_Dataset entries_.
--*--

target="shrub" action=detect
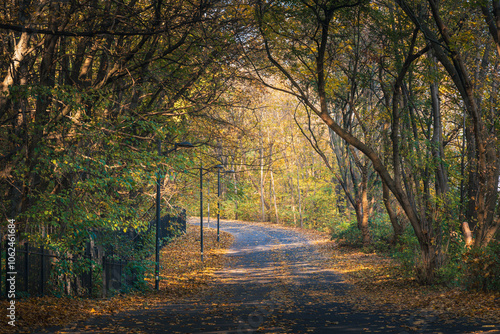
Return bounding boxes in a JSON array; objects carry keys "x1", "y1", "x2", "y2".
[{"x1": 464, "y1": 241, "x2": 500, "y2": 291}]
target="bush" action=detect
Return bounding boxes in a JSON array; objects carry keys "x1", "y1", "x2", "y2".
[{"x1": 464, "y1": 241, "x2": 500, "y2": 291}]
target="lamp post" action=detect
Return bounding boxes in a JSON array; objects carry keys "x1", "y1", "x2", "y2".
[
  {"x1": 200, "y1": 163, "x2": 234, "y2": 262},
  {"x1": 215, "y1": 165, "x2": 235, "y2": 242},
  {"x1": 155, "y1": 140, "x2": 194, "y2": 290}
]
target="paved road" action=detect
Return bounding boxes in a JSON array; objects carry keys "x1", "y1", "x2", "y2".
[{"x1": 44, "y1": 222, "x2": 496, "y2": 334}]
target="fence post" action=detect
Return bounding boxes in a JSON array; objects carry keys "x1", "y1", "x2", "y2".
[
  {"x1": 0, "y1": 233, "x2": 2, "y2": 296},
  {"x1": 24, "y1": 242, "x2": 30, "y2": 294},
  {"x1": 40, "y1": 245, "x2": 45, "y2": 297},
  {"x1": 102, "y1": 254, "x2": 108, "y2": 298},
  {"x1": 5, "y1": 240, "x2": 9, "y2": 298},
  {"x1": 89, "y1": 242, "x2": 94, "y2": 298}
]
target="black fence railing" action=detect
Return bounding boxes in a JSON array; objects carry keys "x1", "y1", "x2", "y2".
[
  {"x1": 0, "y1": 243, "x2": 131, "y2": 299},
  {"x1": 0, "y1": 210, "x2": 186, "y2": 299}
]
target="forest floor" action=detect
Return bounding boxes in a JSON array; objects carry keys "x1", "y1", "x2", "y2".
[{"x1": 0, "y1": 219, "x2": 500, "y2": 333}]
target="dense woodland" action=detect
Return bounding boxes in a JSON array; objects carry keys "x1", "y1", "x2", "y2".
[{"x1": 0, "y1": 0, "x2": 500, "y2": 290}]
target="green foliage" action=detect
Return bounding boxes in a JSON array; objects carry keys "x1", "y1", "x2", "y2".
[{"x1": 463, "y1": 241, "x2": 500, "y2": 291}]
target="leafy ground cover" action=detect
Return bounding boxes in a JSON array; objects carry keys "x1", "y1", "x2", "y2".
[
  {"x1": 316, "y1": 239, "x2": 500, "y2": 333},
  {"x1": 0, "y1": 225, "x2": 234, "y2": 333}
]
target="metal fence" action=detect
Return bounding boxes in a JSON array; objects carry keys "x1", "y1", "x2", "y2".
[
  {"x1": 0, "y1": 243, "x2": 129, "y2": 298},
  {"x1": 0, "y1": 210, "x2": 186, "y2": 299}
]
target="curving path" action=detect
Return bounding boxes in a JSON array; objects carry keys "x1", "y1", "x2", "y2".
[{"x1": 43, "y1": 221, "x2": 496, "y2": 334}]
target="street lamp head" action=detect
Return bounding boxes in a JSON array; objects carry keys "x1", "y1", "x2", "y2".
[{"x1": 175, "y1": 141, "x2": 194, "y2": 147}]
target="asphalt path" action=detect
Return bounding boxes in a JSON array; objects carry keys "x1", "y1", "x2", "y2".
[{"x1": 41, "y1": 221, "x2": 498, "y2": 334}]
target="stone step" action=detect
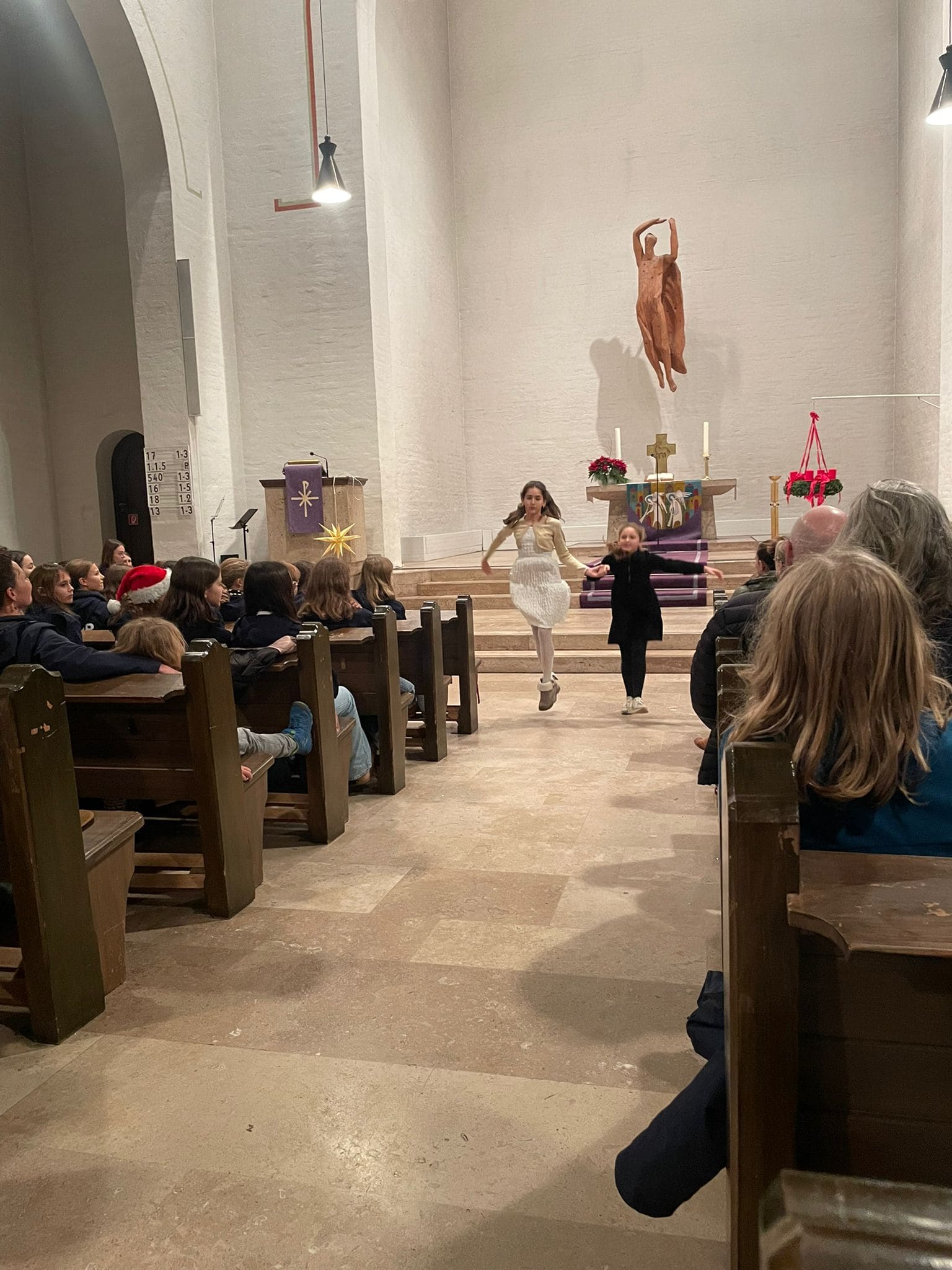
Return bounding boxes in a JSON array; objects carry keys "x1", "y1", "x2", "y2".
[
  {"x1": 476, "y1": 629, "x2": 700, "y2": 655},
  {"x1": 476, "y1": 647, "x2": 693, "y2": 674}
]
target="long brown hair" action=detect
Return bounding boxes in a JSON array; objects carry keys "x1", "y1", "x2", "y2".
[
  {"x1": 361, "y1": 556, "x2": 394, "y2": 608},
  {"x1": 733, "y1": 550, "x2": 952, "y2": 804},
  {"x1": 299, "y1": 556, "x2": 354, "y2": 623},
  {"x1": 503, "y1": 480, "x2": 562, "y2": 525},
  {"x1": 165, "y1": 556, "x2": 221, "y2": 626},
  {"x1": 29, "y1": 564, "x2": 73, "y2": 613},
  {"x1": 113, "y1": 617, "x2": 188, "y2": 670}
]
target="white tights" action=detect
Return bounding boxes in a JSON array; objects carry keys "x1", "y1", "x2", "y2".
[{"x1": 532, "y1": 626, "x2": 555, "y2": 687}]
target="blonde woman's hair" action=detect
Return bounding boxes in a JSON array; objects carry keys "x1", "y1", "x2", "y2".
[
  {"x1": 733, "y1": 550, "x2": 952, "y2": 805},
  {"x1": 113, "y1": 617, "x2": 188, "y2": 670},
  {"x1": 361, "y1": 556, "x2": 394, "y2": 608},
  {"x1": 299, "y1": 556, "x2": 354, "y2": 623}
]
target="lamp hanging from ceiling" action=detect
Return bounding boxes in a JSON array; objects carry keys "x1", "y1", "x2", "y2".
[
  {"x1": 925, "y1": 0, "x2": 952, "y2": 125},
  {"x1": 311, "y1": 0, "x2": 350, "y2": 203}
]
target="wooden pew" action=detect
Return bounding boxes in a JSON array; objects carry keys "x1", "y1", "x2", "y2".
[
  {"x1": 82, "y1": 631, "x2": 115, "y2": 647},
  {"x1": 66, "y1": 640, "x2": 273, "y2": 917},
  {"x1": 718, "y1": 726, "x2": 952, "y2": 1270},
  {"x1": 0, "y1": 665, "x2": 142, "y2": 1042},
  {"x1": 321, "y1": 608, "x2": 413, "y2": 794},
  {"x1": 396, "y1": 600, "x2": 447, "y2": 763},
  {"x1": 443, "y1": 596, "x2": 480, "y2": 737},
  {"x1": 760, "y1": 1170, "x2": 952, "y2": 1270},
  {"x1": 239, "y1": 626, "x2": 354, "y2": 843}
]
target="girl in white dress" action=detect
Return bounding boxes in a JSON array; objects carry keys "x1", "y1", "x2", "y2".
[{"x1": 482, "y1": 480, "x2": 585, "y2": 710}]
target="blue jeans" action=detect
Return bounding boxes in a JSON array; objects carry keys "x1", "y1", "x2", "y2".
[{"x1": 334, "y1": 685, "x2": 373, "y2": 781}]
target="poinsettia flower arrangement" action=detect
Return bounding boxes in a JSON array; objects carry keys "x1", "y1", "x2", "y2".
[{"x1": 589, "y1": 455, "x2": 628, "y2": 485}]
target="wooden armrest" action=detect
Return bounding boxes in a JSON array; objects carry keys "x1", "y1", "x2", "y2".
[
  {"x1": 241, "y1": 755, "x2": 274, "y2": 789},
  {"x1": 82, "y1": 812, "x2": 144, "y2": 869}
]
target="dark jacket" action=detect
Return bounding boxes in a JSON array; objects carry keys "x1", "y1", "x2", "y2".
[
  {"x1": 301, "y1": 608, "x2": 373, "y2": 631},
  {"x1": 0, "y1": 615, "x2": 159, "y2": 683},
  {"x1": 231, "y1": 613, "x2": 301, "y2": 647},
  {"x1": 27, "y1": 605, "x2": 82, "y2": 644},
  {"x1": 602, "y1": 550, "x2": 705, "y2": 644},
  {"x1": 175, "y1": 608, "x2": 234, "y2": 647},
  {"x1": 690, "y1": 574, "x2": 777, "y2": 785},
  {"x1": 73, "y1": 589, "x2": 110, "y2": 631},
  {"x1": 351, "y1": 587, "x2": 406, "y2": 623}
]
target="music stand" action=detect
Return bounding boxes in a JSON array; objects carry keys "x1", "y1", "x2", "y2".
[{"x1": 231, "y1": 507, "x2": 258, "y2": 560}]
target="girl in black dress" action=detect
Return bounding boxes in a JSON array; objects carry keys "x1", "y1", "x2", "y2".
[{"x1": 586, "y1": 525, "x2": 723, "y2": 714}]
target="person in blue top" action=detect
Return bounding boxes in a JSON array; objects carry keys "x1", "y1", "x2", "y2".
[
  {"x1": 614, "y1": 549, "x2": 952, "y2": 1217},
  {"x1": 231, "y1": 560, "x2": 301, "y2": 647}
]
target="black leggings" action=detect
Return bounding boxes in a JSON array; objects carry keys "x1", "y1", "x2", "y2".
[{"x1": 620, "y1": 639, "x2": 647, "y2": 697}]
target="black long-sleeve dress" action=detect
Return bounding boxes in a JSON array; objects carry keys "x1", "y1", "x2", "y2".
[{"x1": 602, "y1": 549, "x2": 705, "y2": 645}]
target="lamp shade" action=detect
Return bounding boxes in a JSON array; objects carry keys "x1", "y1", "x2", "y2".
[
  {"x1": 925, "y1": 45, "x2": 952, "y2": 123},
  {"x1": 311, "y1": 137, "x2": 350, "y2": 203}
]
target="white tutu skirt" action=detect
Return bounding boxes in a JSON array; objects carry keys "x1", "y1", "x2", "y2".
[{"x1": 509, "y1": 554, "x2": 571, "y2": 628}]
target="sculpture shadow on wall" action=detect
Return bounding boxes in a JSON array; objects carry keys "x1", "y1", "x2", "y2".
[{"x1": 589, "y1": 335, "x2": 661, "y2": 468}]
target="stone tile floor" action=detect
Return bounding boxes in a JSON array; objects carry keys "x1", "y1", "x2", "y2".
[{"x1": 0, "y1": 676, "x2": 725, "y2": 1270}]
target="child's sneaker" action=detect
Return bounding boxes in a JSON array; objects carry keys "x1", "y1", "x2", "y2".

--*--

_Written problem_. Which lines in the items above contain the word "lamp"? Copy out each one in full.

_Full response_.
target="lamp post" action=detect
target="street lamp head" action=detect
target="lamp hanging from ceiling" action=detect
target="lamp shade" action=detect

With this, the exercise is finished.